THE PROBLEM: If a record contains a picture, leave the picture out and transcribe everything else exactly.

>>>>>

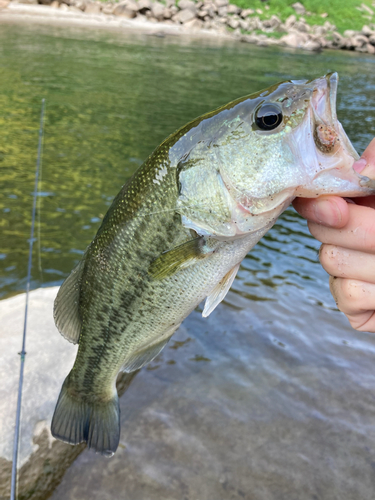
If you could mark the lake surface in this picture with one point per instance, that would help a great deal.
(273, 395)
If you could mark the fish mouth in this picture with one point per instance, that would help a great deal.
(324, 98)
(329, 135)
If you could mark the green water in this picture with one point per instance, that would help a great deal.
(272, 396)
(110, 100)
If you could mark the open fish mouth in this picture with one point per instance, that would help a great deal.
(329, 136)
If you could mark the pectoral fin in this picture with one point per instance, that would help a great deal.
(168, 263)
(219, 292)
(148, 352)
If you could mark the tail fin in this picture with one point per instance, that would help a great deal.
(77, 420)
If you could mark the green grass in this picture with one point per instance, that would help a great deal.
(342, 13)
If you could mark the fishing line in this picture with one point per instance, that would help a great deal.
(23, 352)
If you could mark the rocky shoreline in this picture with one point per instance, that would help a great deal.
(221, 17)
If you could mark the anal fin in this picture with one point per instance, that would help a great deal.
(148, 352)
(66, 307)
(220, 291)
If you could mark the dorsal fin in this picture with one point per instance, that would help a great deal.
(220, 291)
(148, 352)
(66, 308)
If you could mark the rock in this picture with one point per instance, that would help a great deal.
(295, 40)
(122, 10)
(247, 12)
(194, 24)
(42, 459)
(367, 31)
(233, 23)
(289, 22)
(367, 9)
(360, 40)
(144, 5)
(167, 14)
(184, 16)
(108, 8)
(299, 8)
(92, 8)
(244, 25)
(157, 9)
(249, 39)
(301, 26)
(222, 11)
(221, 3)
(233, 9)
(312, 45)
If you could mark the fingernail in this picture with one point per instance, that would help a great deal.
(327, 213)
(359, 165)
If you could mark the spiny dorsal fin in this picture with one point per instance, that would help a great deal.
(219, 292)
(168, 263)
(66, 308)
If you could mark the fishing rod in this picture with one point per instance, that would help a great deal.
(23, 350)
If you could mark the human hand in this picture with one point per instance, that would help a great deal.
(347, 231)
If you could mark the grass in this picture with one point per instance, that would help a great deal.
(342, 13)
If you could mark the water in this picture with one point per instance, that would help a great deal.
(272, 396)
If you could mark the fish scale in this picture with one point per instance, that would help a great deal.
(178, 230)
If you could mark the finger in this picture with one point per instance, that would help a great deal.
(366, 201)
(358, 234)
(344, 263)
(330, 211)
(356, 299)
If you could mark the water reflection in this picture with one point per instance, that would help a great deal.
(272, 396)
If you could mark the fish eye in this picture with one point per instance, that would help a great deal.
(268, 117)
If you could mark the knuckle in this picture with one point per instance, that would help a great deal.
(328, 258)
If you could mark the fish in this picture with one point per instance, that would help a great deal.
(177, 231)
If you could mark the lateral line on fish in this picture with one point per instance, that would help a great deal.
(22, 353)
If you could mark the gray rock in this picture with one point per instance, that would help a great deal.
(167, 14)
(247, 12)
(184, 16)
(92, 8)
(312, 45)
(289, 22)
(233, 9)
(222, 11)
(144, 5)
(299, 8)
(221, 3)
(294, 40)
(367, 31)
(42, 459)
(157, 9)
(187, 4)
(194, 24)
(122, 10)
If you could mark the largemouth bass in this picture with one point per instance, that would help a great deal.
(178, 230)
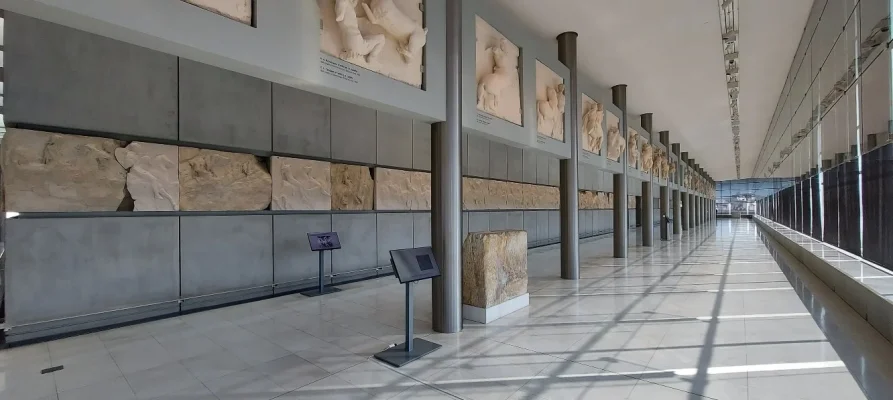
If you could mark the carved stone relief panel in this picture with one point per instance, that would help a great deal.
(383, 36)
(474, 193)
(239, 10)
(402, 190)
(352, 187)
(212, 180)
(593, 125)
(632, 139)
(550, 102)
(496, 73)
(616, 144)
(152, 175)
(647, 163)
(300, 184)
(50, 172)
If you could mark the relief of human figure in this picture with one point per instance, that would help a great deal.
(593, 133)
(632, 145)
(504, 76)
(410, 35)
(355, 46)
(550, 112)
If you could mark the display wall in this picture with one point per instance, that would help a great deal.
(831, 131)
(147, 178)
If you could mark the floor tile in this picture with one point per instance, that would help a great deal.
(116, 388)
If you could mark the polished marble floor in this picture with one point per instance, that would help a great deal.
(709, 315)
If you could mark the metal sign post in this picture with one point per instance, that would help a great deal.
(321, 242)
(410, 266)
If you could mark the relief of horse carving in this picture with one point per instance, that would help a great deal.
(505, 71)
(355, 46)
(410, 35)
(593, 133)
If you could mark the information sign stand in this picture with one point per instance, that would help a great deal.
(320, 242)
(410, 266)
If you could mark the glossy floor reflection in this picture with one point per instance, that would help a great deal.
(712, 314)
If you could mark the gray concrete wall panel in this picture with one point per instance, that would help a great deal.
(514, 220)
(301, 122)
(224, 253)
(542, 225)
(353, 132)
(530, 226)
(554, 172)
(64, 267)
(554, 225)
(395, 231)
(478, 156)
(498, 161)
(421, 145)
(394, 140)
(359, 247)
(421, 229)
(478, 221)
(224, 108)
(529, 163)
(515, 164)
(542, 169)
(498, 220)
(72, 79)
(292, 258)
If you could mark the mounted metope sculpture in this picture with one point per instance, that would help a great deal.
(593, 132)
(384, 36)
(616, 144)
(647, 158)
(410, 35)
(496, 73)
(632, 146)
(550, 102)
(354, 45)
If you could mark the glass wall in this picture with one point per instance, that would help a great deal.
(831, 132)
(739, 197)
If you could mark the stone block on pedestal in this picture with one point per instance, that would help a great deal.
(494, 274)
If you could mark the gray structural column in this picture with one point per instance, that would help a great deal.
(686, 197)
(621, 215)
(677, 198)
(664, 193)
(647, 231)
(692, 197)
(569, 207)
(446, 186)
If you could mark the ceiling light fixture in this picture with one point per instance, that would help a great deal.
(728, 20)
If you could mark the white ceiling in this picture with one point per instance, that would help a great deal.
(670, 55)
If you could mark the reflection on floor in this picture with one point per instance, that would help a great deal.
(710, 314)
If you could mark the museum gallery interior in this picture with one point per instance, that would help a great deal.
(446, 199)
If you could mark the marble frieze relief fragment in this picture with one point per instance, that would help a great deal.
(300, 184)
(152, 175)
(402, 190)
(51, 172)
(496, 73)
(352, 187)
(212, 180)
(383, 36)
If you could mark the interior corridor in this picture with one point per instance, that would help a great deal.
(713, 314)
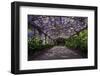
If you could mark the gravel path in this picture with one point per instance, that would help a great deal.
(57, 52)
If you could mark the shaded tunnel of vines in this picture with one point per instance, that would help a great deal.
(45, 32)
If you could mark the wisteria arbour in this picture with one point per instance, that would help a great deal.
(48, 31)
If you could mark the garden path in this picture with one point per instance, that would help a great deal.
(56, 52)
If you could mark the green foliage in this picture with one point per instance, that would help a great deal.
(78, 41)
(35, 43)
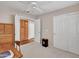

<<<<<

ANSWER AREA:
If you could mark the lake surface in this picture with one point per instance, that would help a great deal.
(273, 395)
If you could mark the fish mouth in this picture with one point per instance, that would help a great deal.
(324, 98)
(329, 135)
If you could mark the green water in this picture with one point per instance, that would help a great deal.
(272, 396)
(110, 100)
If you could mark the open fish mouth in this picture with one point per instance, that would help a great deal.
(329, 136)
If you could mark the pectoral fin in this picture with one point per instance, that would help a great deal.
(168, 263)
(219, 292)
(148, 352)
If you could mark the tail fin in this picture with one point per instance, that would help a great deal.
(77, 420)
If you could mark the green grass in this picture with one point per instance, that would help a great deal.
(342, 13)
If you could mark the fishing line in this picture with one point per instance, that would help a great deal.
(23, 352)
If you could mark the rocky shoreline in this picture with one point per instance, that would help a great deal.
(221, 17)
If you could mark the anal fin in this picture with one point per instance, that would help a great deal.
(148, 352)
(66, 307)
(220, 291)
If you could mark the dorsal fin in this picture with one point per instance, that would help a great deal.
(220, 291)
(148, 352)
(66, 308)
If you could mark the rock in this picture with one point per instance, that would help a great deal.
(295, 40)
(122, 10)
(247, 12)
(194, 24)
(42, 459)
(367, 31)
(233, 23)
(289, 22)
(367, 9)
(360, 40)
(144, 5)
(167, 14)
(184, 16)
(108, 8)
(299, 8)
(92, 8)
(244, 25)
(157, 9)
(249, 39)
(301, 26)
(222, 11)
(221, 3)
(233, 9)
(312, 45)
If you could mark the fingernail in this picture with one point per instance, that would help a great deal.
(327, 213)
(359, 165)
If you could mark the spiny dorsal fin in this picture with one point per instance, that would help a great deal.
(219, 292)
(168, 263)
(66, 308)
If you could mark the fishing rod in this picture with one point per instance, that would help a great deal.
(23, 350)
If you could mark the human hand in this picture with one point per instance, that would help a great deal.
(347, 231)
If you could mark the grass in this picture with one point per instance, that would help a great deal.
(342, 13)
If you could mark the water in this picture with one point per instance, that would help a great deal.
(272, 396)
If you could mark the fish scale in this picture with one point per instance, that would help a great deal.
(178, 230)
If you could mark the finger in this picture with one point per instance, that would help a great deal.
(366, 201)
(358, 234)
(344, 263)
(330, 211)
(356, 299)
If you could mark the water reflection in this picture with one point per instance, that would help a great deal.
(272, 396)
If you could mark the fish eye in this picture with one point per instance, that would help a great deal.
(268, 117)
If you could mark the knuckle in this picture with one point per instance, that would help a great deal.
(328, 258)
If you could mark the fish in this picture with one point per instance, that would help a great deal.
(177, 231)
If you could mark the lateral line on fish in this picture with one point per instance, that would help a great deal.
(22, 353)
If you could mark the gray rock in this picture with one point per instance, that would help a great deal.
(167, 14)
(247, 12)
(184, 16)
(92, 8)
(312, 45)
(289, 22)
(233, 9)
(222, 11)
(144, 5)
(299, 8)
(221, 3)
(294, 40)
(367, 31)
(42, 459)
(157, 9)
(187, 4)
(194, 24)
(122, 10)
If you could mark the largemouth bass in this picture with one point per instance, that would help a great deal.
(178, 230)
If you could mark the carved stone relief panel in this picture with one point per instance, that would help a great deal.
(383, 36)
(474, 193)
(239, 10)
(402, 190)
(352, 187)
(212, 180)
(593, 125)
(632, 139)
(550, 102)
(496, 73)
(616, 144)
(152, 175)
(647, 163)
(300, 184)
(50, 172)
If you could mark the relief of human figure in this picture with one point per instance, that would help a great deal.
(593, 133)
(632, 145)
(504, 76)
(410, 35)
(355, 46)
(550, 112)
If you could mark the display wall in this picture with one point per instance, that would help a great deal.
(831, 131)
(147, 178)
If you could mark the floor tile in this picture with one point per instance, that would help a great deal.
(116, 388)
If you could mark the polished marble floor in this picture with one point per instance, that would help a great deal.
(709, 315)
If you could mark the metal sign post in this picture with one point per instance, that would help a great deal.
(321, 242)
(410, 266)
If you could mark the relief of horse carving in this picture with one point per instance, that would help a great deal.
(505, 71)
(355, 46)
(410, 35)
(593, 133)
If you could mark the information sign stand in this picture with one point per instance, that would help a great deal.
(320, 242)
(410, 266)
If you could mark the glossy floor reflection in this picture with one point per instance, that would help a great deal.
(712, 314)
If you could mark the gray concrete wall panel in this picture with one point per instance, that would help a great deal.
(514, 220)
(301, 122)
(224, 253)
(542, 225)
(353, 132)
(530, 226)
(554, 172)
(64, 267)
(554, 225)
(395, 231)
(478, 156)
(498, 161)
(421, 145)
(394, 140)
(359, 247)
(421, 229)
(478, 221)
(224, 108)
(529, 163)
(515, 164)
(542, 169)
(498, 220)
(72, 79)
(292, 258)
If you could mark the mounted metope sculpture in this picture with one point per instance, that would help a great deal.
(593, 132)
(384, 36)
(616, 144)
(647, 158)
(410, 35)
(496, 73)
(632, 146)
(550, 102)
(354, 45)
If you could mark the glass wall in this picture with one point per instance, that would help a great deal.
(831, 132)
(739, 197)
If you could mark the stone block on pedestal in this picture with one point per instance, that would help a great deal.
(494, 274)
If you could mark the gray structural column in this picture with one point per instance, that would help a great deal.
(686, 197)
(621, 215)
(677, 198)
(664, 193)
(647, 231)
(692, 197)
(569, 207)
(446, 186)
If you could mark the ceiling light fixture in this picture with one point per instance, that would help a great deal.
(728, 20)
If you could mark the white ceiling in this picture with one point per instance, that would help a great deal.
(670, 55)
If you could mark the reflection on floor in this picture with one point per instance, that would help a great deal.
(710, 314)
If you could mark the museum gallery interior in this picture with one point per instance, that would help a great deal.
(446, 199)
If you could mark the marble frieze relief fragment in this picture with one point per instance, that would help a great deal.
(300, 184)
(152, 175)
(402, 190)
(51, 172)
(496, 73)
(352, 187)
(212, 180)
(383, 36)
If you could mark the interior corridor in this picture with one point per instance, that would help a great deal.
(713, 314)
If you could mark the gravel path in this picture with one point per instance, that would help a great deal.
(57, 52)
If you could mark the shaded tunnel of vines in this picture with one point per instance, that would help a great deal.
(45, 32)
If you could mark the wisteria arbour in this picture with one point per instance, that would help a great deal.
(48, 31)
If you could mark the garden path in this picture with one point per instance, that would help a great deal.
(56, 52)
If you could mark the green foliage in this picture with one point per instance, that would help a great deal.
(78, 41)
(35, 43)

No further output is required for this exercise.